▸ Data supplied:
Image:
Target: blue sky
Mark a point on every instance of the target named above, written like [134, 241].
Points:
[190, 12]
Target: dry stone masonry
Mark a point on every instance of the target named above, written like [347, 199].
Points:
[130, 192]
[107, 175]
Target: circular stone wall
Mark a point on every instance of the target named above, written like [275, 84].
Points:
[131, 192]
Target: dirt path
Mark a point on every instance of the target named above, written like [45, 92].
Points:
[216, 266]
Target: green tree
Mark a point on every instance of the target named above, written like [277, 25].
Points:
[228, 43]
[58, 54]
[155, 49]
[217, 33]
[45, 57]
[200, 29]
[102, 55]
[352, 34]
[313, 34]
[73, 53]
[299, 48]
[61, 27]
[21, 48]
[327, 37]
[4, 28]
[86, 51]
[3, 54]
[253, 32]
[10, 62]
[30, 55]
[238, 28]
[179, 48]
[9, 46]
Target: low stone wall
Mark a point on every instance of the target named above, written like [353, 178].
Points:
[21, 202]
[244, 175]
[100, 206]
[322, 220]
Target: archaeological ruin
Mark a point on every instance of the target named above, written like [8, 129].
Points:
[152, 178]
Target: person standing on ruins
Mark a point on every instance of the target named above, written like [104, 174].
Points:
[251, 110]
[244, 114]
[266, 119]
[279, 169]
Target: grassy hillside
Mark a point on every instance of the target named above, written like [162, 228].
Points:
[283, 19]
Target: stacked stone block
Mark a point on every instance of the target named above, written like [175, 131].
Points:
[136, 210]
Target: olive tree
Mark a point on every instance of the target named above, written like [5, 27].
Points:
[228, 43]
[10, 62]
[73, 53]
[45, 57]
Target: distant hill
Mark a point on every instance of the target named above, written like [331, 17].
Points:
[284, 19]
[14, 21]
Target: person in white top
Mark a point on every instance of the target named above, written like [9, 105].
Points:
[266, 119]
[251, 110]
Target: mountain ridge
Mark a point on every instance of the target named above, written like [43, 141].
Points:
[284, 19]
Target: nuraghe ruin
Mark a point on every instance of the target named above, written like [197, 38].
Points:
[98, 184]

▸ What you have to do: Put everything from the line containing "Target: distant hill" down to the end of the data into a JSON list of strings, one string per line and blank lines omitted.

▸ Written reply:
[
  "Target: distant hill",
  "Mark a point on every instance of the target named above, written like [331, 17].",
  "Points:",
  "[284, 19]",
  "[14, 21]",
  "Target: person in white top",
  "Mark a point on every instance of the target named above, written like [9, 105].",
  "Points:",
  "[266, 119]",
  "[251, 110]",
  "Target: mountain ridge",
  "Mark a point on every instance of the target named above, written like [43, 141].",
  "Points:",
  "[284, 19]",
  "Target: nuraghe ruin",
  "Mark a point on every instance of the target named above, written like [197, 38].",
  "Points:",
  "[98, 184]"
]